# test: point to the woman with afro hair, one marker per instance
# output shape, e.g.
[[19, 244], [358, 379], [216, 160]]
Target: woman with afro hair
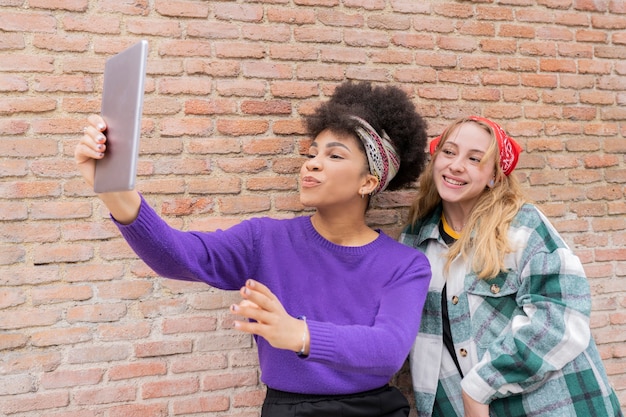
[[333, 304]]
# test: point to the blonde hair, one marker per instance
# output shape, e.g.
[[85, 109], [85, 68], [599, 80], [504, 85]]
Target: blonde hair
[[485, 234]]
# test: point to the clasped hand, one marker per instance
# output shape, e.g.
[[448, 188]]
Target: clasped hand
[[270, 320]]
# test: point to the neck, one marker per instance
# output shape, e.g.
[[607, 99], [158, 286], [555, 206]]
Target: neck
[[343, 230], [456, 218]]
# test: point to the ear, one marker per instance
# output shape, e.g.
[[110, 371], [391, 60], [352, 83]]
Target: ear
[[369, 184]]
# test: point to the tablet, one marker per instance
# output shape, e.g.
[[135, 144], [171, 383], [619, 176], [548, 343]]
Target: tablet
[[122, 102]]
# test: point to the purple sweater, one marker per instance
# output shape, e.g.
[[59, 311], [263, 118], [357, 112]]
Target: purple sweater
[[363, 304]]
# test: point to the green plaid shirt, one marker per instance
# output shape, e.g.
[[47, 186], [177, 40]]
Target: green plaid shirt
[[522, 339]]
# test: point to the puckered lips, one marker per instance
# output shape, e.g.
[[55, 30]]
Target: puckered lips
[[309, 181]]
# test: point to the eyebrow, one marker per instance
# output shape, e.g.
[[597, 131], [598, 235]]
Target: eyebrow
[[448, 142], [332, 145]]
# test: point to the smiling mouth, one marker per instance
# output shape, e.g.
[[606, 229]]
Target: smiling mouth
[[453, 182]]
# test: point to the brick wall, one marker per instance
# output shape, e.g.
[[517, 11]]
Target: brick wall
[[87, 330]]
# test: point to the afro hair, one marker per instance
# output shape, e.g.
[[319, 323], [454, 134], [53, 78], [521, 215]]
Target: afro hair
[[386, 108]]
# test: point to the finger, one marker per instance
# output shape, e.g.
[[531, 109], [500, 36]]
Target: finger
[[248, 327], [257, 286], [97, 122], [261, 300], [91, 144], [84, 153], [250, 311]]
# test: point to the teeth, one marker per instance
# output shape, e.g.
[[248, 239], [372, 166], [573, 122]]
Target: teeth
[[453, 182]]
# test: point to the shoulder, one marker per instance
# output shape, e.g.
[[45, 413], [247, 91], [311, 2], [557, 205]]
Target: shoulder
[[400, 250]]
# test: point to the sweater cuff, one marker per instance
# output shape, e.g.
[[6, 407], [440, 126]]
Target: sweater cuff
[[477, 388], [322, 341], [146, 216]]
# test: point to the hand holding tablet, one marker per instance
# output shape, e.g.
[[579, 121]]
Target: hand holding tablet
[[122, 103]]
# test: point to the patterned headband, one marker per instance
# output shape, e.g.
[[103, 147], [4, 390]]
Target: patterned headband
[[509, 149], [382, 157]]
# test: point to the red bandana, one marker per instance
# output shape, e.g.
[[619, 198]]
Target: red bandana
[[509, 149]]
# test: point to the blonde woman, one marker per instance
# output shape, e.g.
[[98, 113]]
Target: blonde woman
[[505, 328]]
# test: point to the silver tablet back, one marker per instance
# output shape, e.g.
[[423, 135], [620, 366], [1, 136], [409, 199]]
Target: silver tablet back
[[122, 102]]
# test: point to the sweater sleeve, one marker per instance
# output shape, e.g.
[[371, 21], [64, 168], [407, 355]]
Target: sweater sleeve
[[554, 329], [382, 348], [222, 259]]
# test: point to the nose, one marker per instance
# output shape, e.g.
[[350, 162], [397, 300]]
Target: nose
[[312, 164], [457, 163]]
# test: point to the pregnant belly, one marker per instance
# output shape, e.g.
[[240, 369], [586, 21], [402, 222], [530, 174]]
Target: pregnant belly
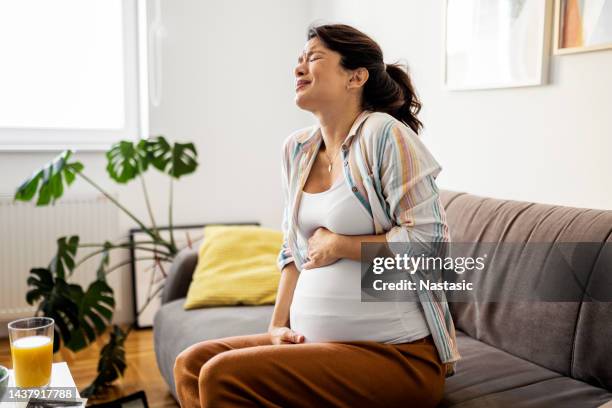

**Brief**.
Repeat all of the material above word for word, leaving out the pictures.

**Exercise result**.
# test: point to the woman with afro hair, one marker per instance
# output shape, e.g.
[[19, 244], [358, 379], [216, 160]]
Target: woman with afro hair
[[333, 304]]
# test: point to the blonde hair, one marker per instance
# output shape, e.g.
[[85, 109], [85, 68], [599, 80], [504, 85]]
Target: blonde hair
[[485, 234]]
# test: point to the clasped hand, one marker per instance
# output shape, e.g.
[[448, 188]]
Target: clasped hand
[[270, 320]]
# test: point to the neck, one marker per instance
# output shape, e.g.
[[607, 99], [158, 286], [555, 206]]
Target: neck
[[343, 230], [456, 218]]
# test: point to the ear, one marker per instance
# output shape, e.g.
[[110, 371], [391, 60], [352, 83]]
Target: ear
[[369, 184]]
# test: point to the tablet, one marker per instance
# output shape, e.g.
[[135, 144], [171, 383], [619, 176], [548, 343]]
Target: tablet
[[122, 102]]
# test: point to the purple sweater, one marker per instance
# output shape, e.g.
[[59, 311], [263, 118], [357, 112]]
Target: purple sweater
[[363, 304]]
# test: point to the green plaid shirt, one marker per instance
# output shape, e.g.
[[47, 186], [177, 40]]
Target: green plaid shirt
[[522, 339]]
# test: point to the puckered lips, one marker per instance
# output shape, e.g.
[[55, 30]]
Target: puckered lips
[[309, 181]]
# test: point to the eyebrow, one marker per instance
# output shape, e.g.
[[597, 131], [598, 235]]
Target: eyebrow
[[448, 142], [332, 145]]
# test: point to the smiling mouth, one marker per instance
# output shape, e.g.
[[606, 229]]
Target: smiling mouth
[[453, 182]]
# test: point to the brick wall, one marker per instance
# output shape, e.g.
[[517, 11]]
Target: brick wall
[[87, 330]]
# test: point to the afro hair, one marker per instance
# output shape, e.g.
[[319, 323], [454, 134], [53, 78], [521, 215]]
Target: afro hair
[[386, 108]]
# test: point to the finger, one marker per instance
# output shape, e.g.
[[531, 109], [500, 36]]
Target: finger
[[248, 327], [257, 286], [97, 122], [261, 300], [91, 144], [84, 153], [250, 311]]
# test: point to the teeth, one marker per instance
# output shape, e.g.
[[248, 239], [372, 166], [573, 122]]
Target: teeth
[[453, 182]]
# test: point to the shoulder, one marker per instance
# output shape, e.g.
[[45, 413], [247, 91], [311, 2], [557, 205]]
Target: shoulder
[[400, 250]]
# test: point to the sweater cuff, one marker per instance
# output shape, e.g.
[[6, 407], [440, 126]]
Target: sweater cuff
[[477, 388], [322, 341], [146, 216]]
# test: point to the hand holding tablet, one marker per instance
# output shape, e.g.
[[579, 121]]
Target: hand holding tablet
[[122, 103]]
# test: point to the patterned headband, one marker per instance
# output shape, e.g.
[[103, 147], [4, 390]]
Target: patterned headband
[[509, 149], [382, 157]]
# test: point to the red bandana, one marker per instance
# output shape, e.g.
[[619, 198]]
Target: red bandana
[[509, 149]]
# test: point to the blonde woman, one marker per instance
# output shape, e.g.
[[98, 113]]
Target: blonde woman
[[505, 328]]
# test: point to the silver tablet back, one marker per instance
# output shape, e.g.
[[423, 135], [620, 366], [1, 136], [409, 199]]
Target: silver tablet back
[[122, 102]]
# test: point to the sweater sleeve, one marker per instance
# output shape, e.g.
[[371, 21], [64, 168], [407, 355]]
Target: sweater sleeve
[[554, 329], [382, 348], [222, 259]]
# test: point to the nose, one marker per instance
# output shape, e.g.
[[350, 162], [397, 300]]
Target: nose
[[312, 164], [457, 163]]
# test: point to the pregnant belly, one marker per instance
# output shape, e.g.
[[240, 369], [586, 21], [402, 222], [530, 174]]
Target: pregnant belly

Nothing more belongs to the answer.